Start of Listed entries
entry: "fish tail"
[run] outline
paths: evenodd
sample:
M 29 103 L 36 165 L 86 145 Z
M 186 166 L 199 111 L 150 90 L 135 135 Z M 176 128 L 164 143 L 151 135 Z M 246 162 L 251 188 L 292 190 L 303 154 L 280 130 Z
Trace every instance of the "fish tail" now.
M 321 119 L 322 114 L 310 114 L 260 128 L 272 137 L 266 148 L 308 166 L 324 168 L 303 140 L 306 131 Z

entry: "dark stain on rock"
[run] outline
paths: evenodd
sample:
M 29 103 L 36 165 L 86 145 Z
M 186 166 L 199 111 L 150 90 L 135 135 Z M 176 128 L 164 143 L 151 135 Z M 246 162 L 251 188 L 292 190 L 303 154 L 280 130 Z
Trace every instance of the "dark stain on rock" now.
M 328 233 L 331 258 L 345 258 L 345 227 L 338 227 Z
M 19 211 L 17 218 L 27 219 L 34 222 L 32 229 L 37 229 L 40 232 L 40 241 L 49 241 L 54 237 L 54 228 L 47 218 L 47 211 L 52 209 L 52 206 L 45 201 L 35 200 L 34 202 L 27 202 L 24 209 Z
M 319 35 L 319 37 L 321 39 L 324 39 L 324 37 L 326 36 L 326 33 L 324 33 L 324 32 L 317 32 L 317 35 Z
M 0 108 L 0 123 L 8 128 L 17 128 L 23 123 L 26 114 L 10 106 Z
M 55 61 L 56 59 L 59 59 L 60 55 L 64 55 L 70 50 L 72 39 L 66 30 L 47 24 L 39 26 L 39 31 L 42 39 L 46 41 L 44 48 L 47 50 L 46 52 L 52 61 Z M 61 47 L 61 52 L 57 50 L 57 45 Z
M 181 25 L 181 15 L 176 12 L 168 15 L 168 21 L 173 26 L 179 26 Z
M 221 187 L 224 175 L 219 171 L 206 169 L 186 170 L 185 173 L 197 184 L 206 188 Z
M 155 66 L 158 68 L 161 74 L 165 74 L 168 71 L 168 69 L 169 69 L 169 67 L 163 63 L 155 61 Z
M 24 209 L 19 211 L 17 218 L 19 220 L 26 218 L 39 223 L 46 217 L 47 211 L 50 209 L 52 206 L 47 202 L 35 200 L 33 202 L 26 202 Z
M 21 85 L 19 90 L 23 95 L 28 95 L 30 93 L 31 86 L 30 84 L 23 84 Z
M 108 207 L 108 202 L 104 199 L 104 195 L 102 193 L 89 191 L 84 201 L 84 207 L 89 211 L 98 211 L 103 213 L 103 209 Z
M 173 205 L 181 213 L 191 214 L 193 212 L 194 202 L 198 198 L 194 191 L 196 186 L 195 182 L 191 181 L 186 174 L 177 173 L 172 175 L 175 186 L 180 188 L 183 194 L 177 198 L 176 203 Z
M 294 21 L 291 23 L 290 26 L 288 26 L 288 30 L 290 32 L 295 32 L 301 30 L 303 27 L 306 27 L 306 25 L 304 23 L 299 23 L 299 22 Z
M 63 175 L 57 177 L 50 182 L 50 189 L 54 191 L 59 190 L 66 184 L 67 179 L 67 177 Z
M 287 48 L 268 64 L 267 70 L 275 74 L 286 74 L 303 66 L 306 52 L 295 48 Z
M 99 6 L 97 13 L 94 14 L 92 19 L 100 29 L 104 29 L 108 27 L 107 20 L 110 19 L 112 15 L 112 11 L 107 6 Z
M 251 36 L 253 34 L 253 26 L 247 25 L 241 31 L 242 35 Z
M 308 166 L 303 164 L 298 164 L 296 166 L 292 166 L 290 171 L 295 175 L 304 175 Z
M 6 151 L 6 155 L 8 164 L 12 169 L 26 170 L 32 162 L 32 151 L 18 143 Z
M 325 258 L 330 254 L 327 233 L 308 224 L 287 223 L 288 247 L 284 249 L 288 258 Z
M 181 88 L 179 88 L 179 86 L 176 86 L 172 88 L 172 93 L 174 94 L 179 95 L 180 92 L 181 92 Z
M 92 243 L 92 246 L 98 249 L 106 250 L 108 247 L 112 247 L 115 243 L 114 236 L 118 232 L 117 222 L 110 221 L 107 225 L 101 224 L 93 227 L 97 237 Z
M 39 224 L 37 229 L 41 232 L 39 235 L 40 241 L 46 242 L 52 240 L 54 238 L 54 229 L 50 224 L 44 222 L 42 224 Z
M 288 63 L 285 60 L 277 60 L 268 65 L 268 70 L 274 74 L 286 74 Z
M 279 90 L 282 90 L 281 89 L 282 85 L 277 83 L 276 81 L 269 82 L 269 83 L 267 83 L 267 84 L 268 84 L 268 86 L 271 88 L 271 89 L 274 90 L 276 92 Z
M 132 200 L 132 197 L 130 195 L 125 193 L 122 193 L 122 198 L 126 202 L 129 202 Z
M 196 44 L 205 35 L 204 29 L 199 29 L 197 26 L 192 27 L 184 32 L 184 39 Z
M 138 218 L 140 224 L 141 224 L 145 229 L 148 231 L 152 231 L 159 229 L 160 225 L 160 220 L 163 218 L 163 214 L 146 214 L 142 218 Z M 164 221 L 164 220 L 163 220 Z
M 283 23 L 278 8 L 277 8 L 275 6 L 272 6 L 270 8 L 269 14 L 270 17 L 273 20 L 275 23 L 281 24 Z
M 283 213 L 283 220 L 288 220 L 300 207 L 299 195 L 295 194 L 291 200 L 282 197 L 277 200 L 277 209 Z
End of Listed entries
### Written request
Extract every line of the items above and reproduce each one without any change.

### Solution to this exercise
entry: "fish tail"
[run] outline
paths: evenodd
sample:
M 29 103 L 36 165 L 86 145 Z
M 186 166 L 199 111 L 150 90 L 135 135 Z M 176 128 L 164 143 L 151 135 Z M 246 162 L 251 188 L 292 190 L 303 154 L 280 130 Z
Trace every instance of the "fish tail" now.
M 321 119 L 322 114 L 310 114 L 260 128 L 272 137 L 266 148 L 308 166 L 324 168 L 303 140 L 306 131 Z

entry: "dark stain on rock"
[run] outline
paths: evenodd
sample:
M 29 103 L 36 165 L 86 145 Z
M 186 166 L 199 111 L 150 90 L 135 135 Z M 176 128 L 164 143 L 151 135 Z M 246 162 L 251 188 L 292 190 L 303 154 L 280 130 Z
Trace every instance of the "dark stain on rock" now.
M 328 233 L 331 258 L 345 258 L 345 227 L 338 227 Z
M 19 211 L 17 218 L 27 219 L 34 222 L 32 229 L 37 229 L 40 232 L 40 241 L 49 241 L 54 237 L 54 228 L 47 218 L 47 211 L 52 209 L 52 206 L 45 201 L 35 200 L 34 202 L 27 202 L 24 209 Z
M 319 35 L 319 37 L 321 39 L 324 39 L 324 37 L 326 36 L 326 33 L 324 33 L 324 32 L 317 32 L 317 35 Z
M 0 108 L 0 123 L 8 128 L 17 128 L 23 123 L 26 114 L 10 106 Z
M 55 61 L 56 59 L 59 59 L 60 55 L 64 55 L 70 50 L 72 39 L 66 30 L 47 24 L 39 26 L 39 31 L 42 39 L 46 41 L 44 48 L 47 50 L 46 52 L 52 61 Z M 61 47 L 61 52 L 57 50 L 57 45 Z
M 181 25 L 181 15 L 176 12 L 168 15 L 168 21 L 173 26 L 179 26 Z
M 221 187 L 224 175 L 219 171 L 206 169 L 186 170 L 185 173 L 197 184 L 206 188 Z
M 155 66 L 158 68 L 161 74 L 165 74 L 168 71 L 168 69 L 169 69 L 169 67 L 163 63 L 155 61 Z
M 24 209 L 19 211 L 17 218 L 19 220 L 26 218 L 39 223 L 46 217 L 47 211 L 50 209 L 52 206 L 47 202 L 35 200 L 33 202 L 26 202 Z
M 21 85 L 19 90 L 23 95 L 28 95 L 30 93 L 31 86 L 30 84 L 23 84 Z
M 108 207 L 108 202 L 104 199 L 104 195 L 102 193 L 89 191 L 84 201 L 84 207 L 89 211 L 98 211 L 103 213 L 103 209 Z
M 173 205 L 181 213 L 191 214 L 193 212 L 194 202 L 198 198 L 194 191 L 196 186 L 195 182 L 191 181 L 186 174 L 177 173 L 172 175 L 175 186 L 180 188 L 183 194 L 177 198 L 176 203 Z
M 294 21 L 291 23 L 290 26 L 288 26 L 288 30 L 290 32 L 295 32 L 301 30 L 303 27 L 306 27 L 306 25 L 304 23 L 299 23 L 299 22 Z
M 63 175 L 57 177 L 50 182 L 50 189 L 54 191 L 59 190 L 66 184 L 67 179 L 67 177 Z
M 287 48 L 268 64 L 267 70 L 275 74 L 286 74 L 303 66 L 306 52 L 295 48 Z
M 99 6 L 97 13 L 94 14 L 92 19 L 100 29 L 104 29 L 108 27 L 107 20 L 110 19 L 112 15 L 112 11 L 107 6 Z
M 251 36 L 253 34 L 253 26 L 247 25 L 241 31 L 242 35 Z
M 308 166 L 303 164 L 298 164 L 296 166 L 292 166 L 290 171 L 295 175 L 304 175 Z
M 6 151 L 6 155 L 8 164 L 12 169 L 26 170 L 32 162 L 32 151 L 18 143 Z
M 325 258 L 330 254 L 327 233 L 308 224 L 287 223 L 288 247 L 284 249 L 288 258 Z
M 181 88 L 179 88 L 179 86 L 176 86 L 172 88 L 172 93 L 174 94 L 179 95 L 180 92 L 181 92 Z
M 92 243 L 92 246 L 98 249 L 106 250 L 108 247 L 112 247 L 115 243 L 114 236 L 118 232 L 117 222 L 110 221 L 107 225 L 101 224 L 93 227 L 97 237 Z
M 39 224 L 37 229 L 41 232 L 39 235 L 40 241 L 46 242 L 52 240 L 54 238 L 54 229 L 50 224 L 44 222 L 42 224 Z
M 288 63 L 285 60 L 277 60 L 268 65 L 268 70 L 274 74 L 286 74 Z
M 279 90 L 282 90 L 281 89 L 282 85 L 277 83 L 276 81 L 269 82 L 269 83 L 267 83 L 267 84 L 268 84 L 268 86 L 271 88 L 271 89 L 274 90 L 276 92 Z
M 132 200 L 132 197 L 130 195 L 125 193 L 122 193 L 122 198 L 126 202 L 129 202 Z
M 196 44 L 205 35 L 204 29 L 199 29 L 197 26 L 192 27 L 184 32 L 184 39 Z
M 138 218 L 140 224 L 141 224 L 145 229 L 148 231 L 152 231 L 159 229 L 160 225 L 160 220 L 163 218 L 163 214 L 146 214 L 142 218 Z M 164 221 L 164 220 L 163 220 Z
M 283 23 L 278 8 L 277 8 L 275 6 L 272 6 L 270 8 L 269 14 L 270 17 L 273 20 L 275 23 L 281 24 Z
M 283 213 L 283 220 L 288 220 L 300 207 L 299 195 L 295 194 L 291 200 L 282 197 L 277 200 L 277 209 Z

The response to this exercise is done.